Set out every line of the material below as a numbered list, omitting any blank lines.

START

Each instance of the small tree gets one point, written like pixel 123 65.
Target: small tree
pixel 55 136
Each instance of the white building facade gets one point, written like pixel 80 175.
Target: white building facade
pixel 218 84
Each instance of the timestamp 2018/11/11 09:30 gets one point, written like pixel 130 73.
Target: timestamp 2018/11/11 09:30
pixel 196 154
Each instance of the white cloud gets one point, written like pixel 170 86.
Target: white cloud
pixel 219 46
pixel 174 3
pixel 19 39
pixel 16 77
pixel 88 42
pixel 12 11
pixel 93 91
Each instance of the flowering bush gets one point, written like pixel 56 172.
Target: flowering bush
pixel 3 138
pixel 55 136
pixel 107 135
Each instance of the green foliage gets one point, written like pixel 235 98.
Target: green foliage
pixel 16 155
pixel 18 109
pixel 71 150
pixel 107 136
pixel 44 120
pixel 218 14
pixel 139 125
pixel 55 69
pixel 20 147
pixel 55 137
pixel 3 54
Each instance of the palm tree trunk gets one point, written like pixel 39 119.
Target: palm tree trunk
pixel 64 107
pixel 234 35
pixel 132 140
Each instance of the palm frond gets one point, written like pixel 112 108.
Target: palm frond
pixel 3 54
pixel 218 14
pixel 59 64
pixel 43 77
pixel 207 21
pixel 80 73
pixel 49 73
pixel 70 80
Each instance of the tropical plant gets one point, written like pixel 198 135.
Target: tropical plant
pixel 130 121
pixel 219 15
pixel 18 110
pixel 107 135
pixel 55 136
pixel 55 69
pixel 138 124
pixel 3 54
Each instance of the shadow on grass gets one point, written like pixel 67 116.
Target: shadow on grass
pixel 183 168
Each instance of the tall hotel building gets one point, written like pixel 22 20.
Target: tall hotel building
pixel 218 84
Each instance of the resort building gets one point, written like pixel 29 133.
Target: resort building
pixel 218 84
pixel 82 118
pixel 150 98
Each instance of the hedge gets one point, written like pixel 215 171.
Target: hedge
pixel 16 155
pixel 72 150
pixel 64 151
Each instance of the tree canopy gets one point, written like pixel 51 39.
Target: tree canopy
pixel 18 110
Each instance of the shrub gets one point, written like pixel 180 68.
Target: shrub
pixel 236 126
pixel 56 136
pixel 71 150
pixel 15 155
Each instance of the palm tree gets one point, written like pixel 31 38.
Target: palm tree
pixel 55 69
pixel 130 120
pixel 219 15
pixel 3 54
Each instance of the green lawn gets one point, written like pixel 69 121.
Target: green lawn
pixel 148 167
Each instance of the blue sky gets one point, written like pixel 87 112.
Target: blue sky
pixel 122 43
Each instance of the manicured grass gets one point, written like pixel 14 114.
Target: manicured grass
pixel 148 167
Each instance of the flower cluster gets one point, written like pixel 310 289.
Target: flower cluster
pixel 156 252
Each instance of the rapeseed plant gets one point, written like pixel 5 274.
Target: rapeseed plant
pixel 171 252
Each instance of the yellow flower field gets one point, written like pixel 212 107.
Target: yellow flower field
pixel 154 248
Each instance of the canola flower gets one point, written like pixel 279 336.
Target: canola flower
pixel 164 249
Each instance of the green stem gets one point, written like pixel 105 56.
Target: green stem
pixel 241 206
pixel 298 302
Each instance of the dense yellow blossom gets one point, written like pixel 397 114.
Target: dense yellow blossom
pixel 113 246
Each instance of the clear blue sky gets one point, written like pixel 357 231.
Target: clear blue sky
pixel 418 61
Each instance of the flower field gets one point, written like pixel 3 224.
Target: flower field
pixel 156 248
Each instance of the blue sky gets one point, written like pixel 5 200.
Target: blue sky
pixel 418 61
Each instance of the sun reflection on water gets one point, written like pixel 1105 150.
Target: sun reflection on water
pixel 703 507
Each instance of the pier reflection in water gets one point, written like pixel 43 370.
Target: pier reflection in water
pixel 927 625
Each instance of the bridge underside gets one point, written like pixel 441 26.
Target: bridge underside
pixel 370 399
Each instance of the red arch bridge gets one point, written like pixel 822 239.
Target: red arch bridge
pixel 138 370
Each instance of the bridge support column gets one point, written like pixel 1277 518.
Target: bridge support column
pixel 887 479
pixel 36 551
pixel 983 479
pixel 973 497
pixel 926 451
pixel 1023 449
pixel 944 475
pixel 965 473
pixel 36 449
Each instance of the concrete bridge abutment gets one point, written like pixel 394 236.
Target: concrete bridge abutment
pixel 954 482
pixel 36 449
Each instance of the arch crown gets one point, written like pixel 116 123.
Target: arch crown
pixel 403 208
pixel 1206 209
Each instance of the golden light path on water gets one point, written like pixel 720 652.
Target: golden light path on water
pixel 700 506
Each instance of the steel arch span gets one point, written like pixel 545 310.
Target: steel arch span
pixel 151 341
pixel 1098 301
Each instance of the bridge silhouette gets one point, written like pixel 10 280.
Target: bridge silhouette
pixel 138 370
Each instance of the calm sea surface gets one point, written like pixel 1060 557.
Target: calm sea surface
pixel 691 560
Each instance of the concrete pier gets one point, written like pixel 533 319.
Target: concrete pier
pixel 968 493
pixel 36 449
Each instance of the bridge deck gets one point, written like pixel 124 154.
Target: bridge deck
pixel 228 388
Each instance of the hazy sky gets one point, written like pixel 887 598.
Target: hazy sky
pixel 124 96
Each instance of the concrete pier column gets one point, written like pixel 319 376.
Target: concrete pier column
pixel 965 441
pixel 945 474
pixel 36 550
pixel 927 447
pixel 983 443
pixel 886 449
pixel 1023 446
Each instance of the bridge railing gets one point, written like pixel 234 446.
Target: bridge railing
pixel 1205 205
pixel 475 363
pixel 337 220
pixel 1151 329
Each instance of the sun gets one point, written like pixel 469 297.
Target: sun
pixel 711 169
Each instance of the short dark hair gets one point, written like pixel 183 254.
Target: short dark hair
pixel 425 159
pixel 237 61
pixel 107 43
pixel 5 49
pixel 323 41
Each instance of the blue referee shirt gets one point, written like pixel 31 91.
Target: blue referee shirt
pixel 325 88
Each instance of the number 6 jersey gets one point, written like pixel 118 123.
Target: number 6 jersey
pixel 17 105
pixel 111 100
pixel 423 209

END

** Written response **
1. Each instance of the small tree gets one point, written like pixel 123 65.
2. Target: small tree
3. pixel 55 136
4. Each instance of the white building facade gets one point, written like pixel 80 175.
5. Target: white building facade
6. pixel 218 84
7. Each instance of the timestamp 2018/11/11 09:30 gets one point, written like pixel 130 73.
8. Target: timestamp 2018/11/11 09:30
9. pixel 196 154
10. Each instance of the white cloud gets one point, written like pixel 170 86.
11. Target: white cloud
12. pixel 219 46
13. pixel 174 3
14. pixel 19 39
15. pixel 16 77
16. pixel 88 42
17. pixel 12 11
18. pixel 93 91
19. Each instance of the flowering bush gets one point, written like pixel 56 172.
20. Target: flowering bush
21. pixel 3 138
22. pixel 55 136
23. pixel 107 135
24. Each instance of the green foliage gets one point, written like pixel 235 98.
25. Target: green foliage
26. pixel 16 155
27. pixel 18 109
28. pixel 71 150
29. pixel 107 136
30. pixel 44 120
31. pixel 218 14
32. pixel 139 125
33. pixel 55 69
34. pixel 20 147
35. pixel 55 137
36. pixel 3 54
37. Each instance of the palm tree trunk gets one point, written like pixel 39 119.
38. Target: palm tree trunk
39. pixel 64 107
40. pixel 234 35
41. pixel 132 140
42. Each instance of the palm frond gets one point, written like pixel 112 108.
43. Target: palm frond
44. pixel 3 54
45. pixel 218 14
46. pixel 59 64
47. pixel 43 77
48. pixel 207 21
49. pixel 80 73
50. pixel 49 73
51. pixel 70 80
52. Each instance of the tropical plant gets one point, written like pixel 198 135.
53. Target: tropical plant
54. pixel 130 121
55. pixel 219 15
56. pixel 18 110
57. pixel 107 135
58. pixel 55 136
59. pixel 55 69
60. pixel 138 124
61. pixel 3 54
62. Each instance of the shadow on grass gets one point, written like pixel 67 116.
63. Target: shadow on grass
64. pixel 183 168
65. Each instance of the tall hotel building gets one point, written like pixel 22 20.
66. Target: tall hotel building
67. pixel 218 84
68. Each instance of the resort building gets one point, written like pixel 29 133.
69. Target: resort building
70. pixel 218 84
71. pixel 82 118
72. pixel 150 98
73. Each instance of the hedge gets one point, written like pixel 215 171.
74. Target: hedge
75. pixel 16 155
76. pixel 72 150
77. pixel 64 151
78. Each instance of the tree canopy gets one point, written like pixel 51 39.
79. Target: tree canopy
80. pixel 18 110
81. Each instance of the shrub gets one point, written like pixel 180 68.
82. Target: shrub
83. pixel 236 126
84. pixel 56 136
85. pixel 71 150
86. pixel 15 155
87. Each instance of the palm tree gets one point, written like pixel 31 38.
88. Target: palm tree
89. pixel 55 69
90. pixel 130 120
91. pixel 219 15
92. pixel 3 54
93. Each instance of the green lawn gets one point, written like pixel 69 121.
94. Target: green lawn
95. pixel 148 167
96. Each instance of the blue sky gets one point, written like pixel 87 112.
97. Target: blue sky
98. pixel 122 43
99. Each instance of the manicured grass gets one point, written like pixel 14 114.
100. Target: manicured grass
101. pixel 148 167
102. Each instance of the flower cluster gets one point, written like pixel 310 289.
103. Target: flower cluster
104. pixel 156 252
105. Each instance of the rapeseed plant gets one point, written like pixel 5 274.
106. Target: rapeseed plant
107. pixel 171 252
108. Each instance of the yellow flower field gets one point, written like pixel 212 107.
109. Target: yellow flower field
110. pixel 154 248
111. Each instance of the canola flower gets one point, written like pixel 279 336.
112. Target: canola flower
113. pixel 164 249
114. Each instance of the green stem gets one point, written like pixel 105 56.
115. Target: green stem
116. pixel 241 206
117. pixel 298 302
118. Each instance of the dense yellow blossom gets one point, written like pixel 397 114.
119. Target: dense yellow blossom
120. pixel 113 246
121. Each instance of the clear blue sky gets one point, written like pixel 357 231.
122. Target: clear blue sky
123. pixel 418 61
124. Each instance of the flower field gets one point, written like pixel 3 224.
125. Target: flower field
126. pixel 156 248
127. Each instance of the blue sky gets one point, written like pixel 5 200.
128. Target: blue sky
129. pixel 418 61
130. Each instance of the sun reflection on water gets one point, written like pixel 1105 150.
131. Target: sun reflection on water
132. pixel 703 507
133. Each instance of the pier reflection in water gets one point, written like pixel 43 370.
134. Target: pier reflection in water
135. pixel 927 625
136. Each instance of the bridge underside gets one point, written like pixel 441 26.
137. Target: bridge underside
138. pixel 370 399
139. Each instance of the red arch bridge gets one point, written like pixel 822 239.
140. Target: red arch bridge
141. pixel 138 370
142. Each instance of the bridge support column gets one point, written like pixel 1277 518.
143. Target: bridge support column
144. pixel 887 479
145. pixel 36 551
146. pixel 983 479
147. pixel 973 497
148. pixel 926 451
149. pixel 1023 449
150. pixel 944 475
151. pixel 965 473
152. pixel 36 449
153. Each instance of the concrete bridge abutment gets one point, written like pixel 394 236.
154. Target: concrete bridge abutment
155. pixel 954 482
156. pixel 36 449
157. Each instance of the arch crown gets one point, written like pixel 116 123.
158. Target: arch crown
159. pixel 403 208
160. pixel 1206 209
161. Each instance of the golden light path on water gets one point, written like pixel 720 652.
162. Target: golden light path on water
163. pixel 700 506
164. Each instance of the steel arch span gets one point, written like pixel 545 310.
165. Target: steel arch span
166. pixel 151 341
167. pixel 1098 301
168. Each instance of the bridge silhouette gets one point, written like pixel 10 280.
169. Target: bridge silhouette
170. pixel 138 370
171. Each instance of the calm sea surface gets one point, written like pixel 1060 557.
172. Target: calm sea surface
173. pixel 691 560
174. Each instance of the concrete pier gets one point, written like pixel 533 319.
175. Target: concrete pier
176. pixel 968 493
177. pixel 36 449
178. Each instance of the bridge deck gets one point, written like pixel 124 154.
179. Target: bridge deck
180. pixel 228 388
181. Each instance of the hazy sky gets one point, written like pixel 887 598.
182. Target: hazy sky
183. pixel 124 96
184. Each instance of the concrete pier column gets one point, written like pixel 319 376.
185. Target: concrete pier column
186. pixel 965 441
187. pixel 945 474
188. pixel 36 550
189. pixel 927 447
190. pixel 983 443
191. pixel 886 449
192. pixel 1023 446
193. Each instance of the bridge railing gets one point, written like pixel 234 446.
194. Target: bridge railing
195. pixel 1205 205
196. pixel 475 363
197. pixel 337 220
198. pixel 1151 329
199. Each instance of the sun gets one point, written like pixel 469 297.
200. Target: sun
201. pixel 711 169
202. Each instance of the short dark hair gets one point, written like pixel 183 254.
203. Target: short dark hair
204. pixel 425 159
205. pixel 237 61
206. pixel 107 43
207. pixel 5 49
208. pixel 323 41
209. Each instance of the blue referee shirt gets one point, written like pixel 31 91.
210. Target: blue referee shirt
211. pixel 325 88
212. Each instance of the number 6 jersey gets one point, written like pixel 118 123.
213. Target: number 6 jersey
214. pixel 17 105
215. pixel 111 100
216. pixel 423 209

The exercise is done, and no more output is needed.